> Instruction: Arrange the lines of the items below as a JSON list of strings, one string per line with blank lines left out, starting at the line that contains "Can you find the black glove?" and ending at the line that contains "pixel 468 38".

> Raw data:
++++

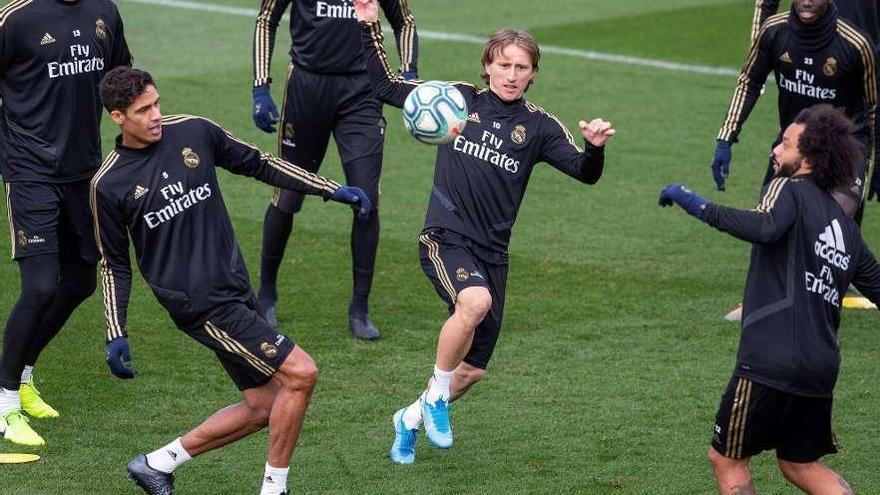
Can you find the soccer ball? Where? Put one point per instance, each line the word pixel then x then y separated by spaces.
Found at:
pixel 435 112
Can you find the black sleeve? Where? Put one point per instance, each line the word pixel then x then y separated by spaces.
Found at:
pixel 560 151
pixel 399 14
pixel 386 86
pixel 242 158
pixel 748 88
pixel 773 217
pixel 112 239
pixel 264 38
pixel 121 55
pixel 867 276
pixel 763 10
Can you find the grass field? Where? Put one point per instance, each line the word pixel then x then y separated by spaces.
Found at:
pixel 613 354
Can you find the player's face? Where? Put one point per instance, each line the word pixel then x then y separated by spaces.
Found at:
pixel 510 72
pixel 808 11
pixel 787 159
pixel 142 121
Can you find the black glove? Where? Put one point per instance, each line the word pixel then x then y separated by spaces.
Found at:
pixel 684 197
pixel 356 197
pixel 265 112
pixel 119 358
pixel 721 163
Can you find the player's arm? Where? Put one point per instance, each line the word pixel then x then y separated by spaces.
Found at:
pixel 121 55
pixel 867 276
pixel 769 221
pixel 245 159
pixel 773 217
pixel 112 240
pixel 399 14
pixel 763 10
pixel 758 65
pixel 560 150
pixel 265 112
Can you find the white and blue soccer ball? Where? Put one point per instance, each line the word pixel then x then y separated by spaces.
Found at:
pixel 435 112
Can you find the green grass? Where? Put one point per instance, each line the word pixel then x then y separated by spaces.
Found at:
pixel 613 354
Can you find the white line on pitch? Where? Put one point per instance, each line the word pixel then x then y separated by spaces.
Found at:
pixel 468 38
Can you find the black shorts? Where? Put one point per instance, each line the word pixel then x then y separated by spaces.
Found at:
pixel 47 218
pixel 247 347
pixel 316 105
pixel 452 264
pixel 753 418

++++

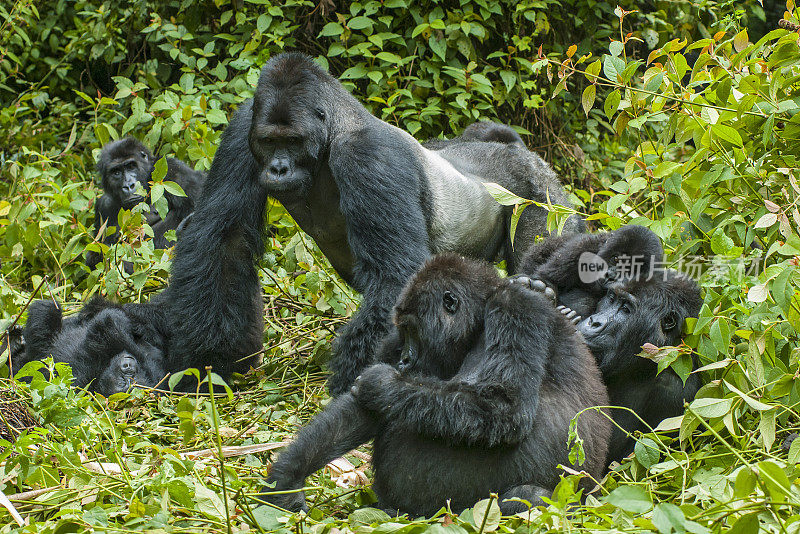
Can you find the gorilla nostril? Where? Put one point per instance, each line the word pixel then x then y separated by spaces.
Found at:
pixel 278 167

++++

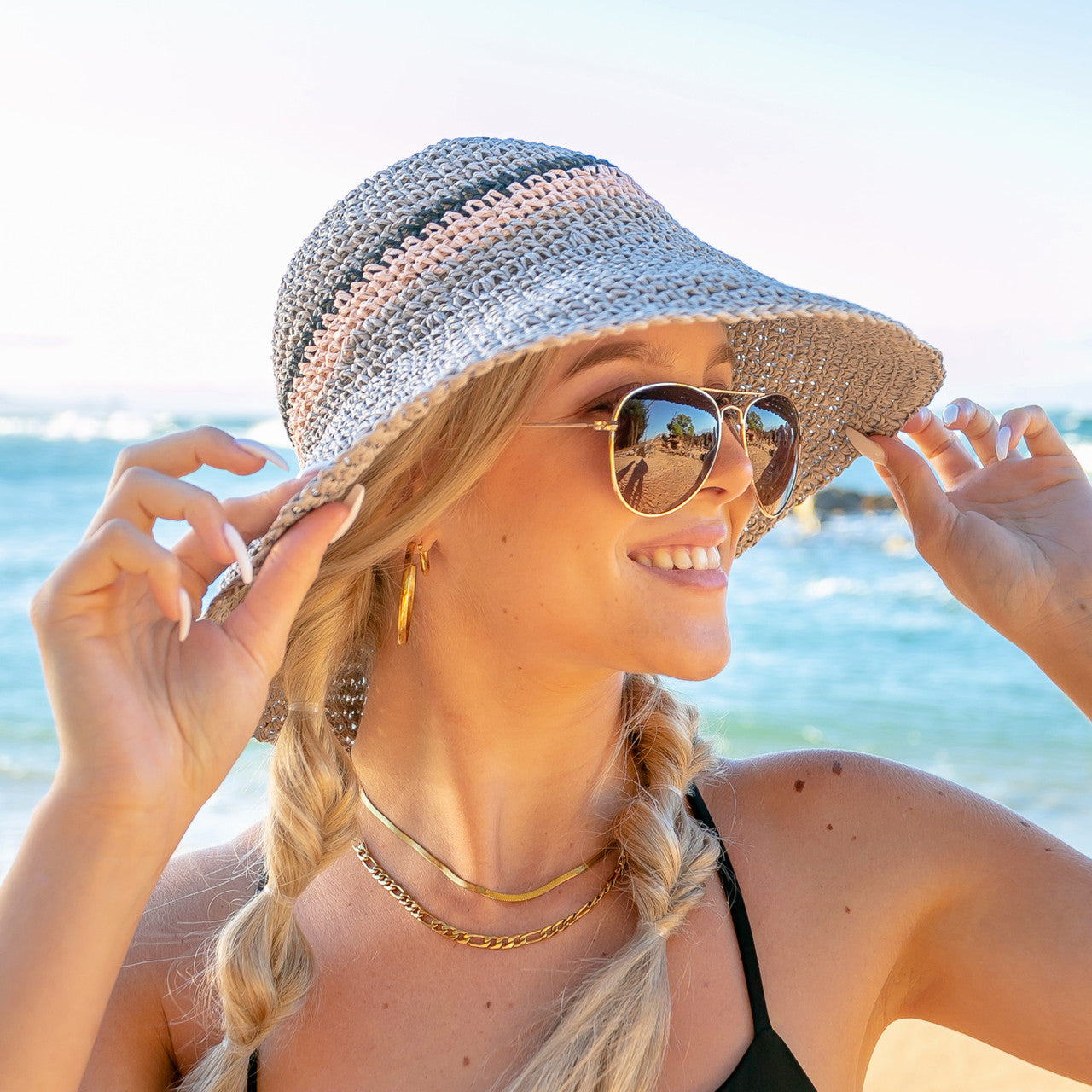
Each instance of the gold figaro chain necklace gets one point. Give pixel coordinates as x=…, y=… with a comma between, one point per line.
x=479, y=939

++++

> Task answer:
[
  "Can you find the black glove? Where? Put one point per instance, each line the word pixel then x then y separated by spaces.",
  "Found at:",
  "pixel 684 197",
  "pixel 356 197",
  "pixel 265 112",
  "pixel 119 358",
  "pixel 721 163",
  "Can you find the player's arm? Where? Put one point per instance, each line the word pixel then x then y separated by spaces.",
  "Found at:",
  "pixel 121 55",
  "pixel 867 276",
  "pixel 769 221",
  "pixel 245 159",
  "pixel 773 217",
  "pixel 112 240",
  "pixel 399 14",
  "pixel 763 10",
  "pixel 758 65",
  "pixel 560 150",
  "pixel 265 112",
  "Can you find the white and blue soccer ball? Where? Put one point per instance, each line the word pixel then x then y separated by spaces.",
  "Found at:",
  "pixel 435 112",
  "Can you find the green grass? Where? Put one point per instance, each line the word pixel then x then y separated by spaces.",
  "Found at:",
  "pixel 613 354",
  "Can you find the white line on pitch? Where? Put one point per instance, each line the word pixel then x then y separated by spaces.",
  "Found at:",
  "pixel 468 38"
]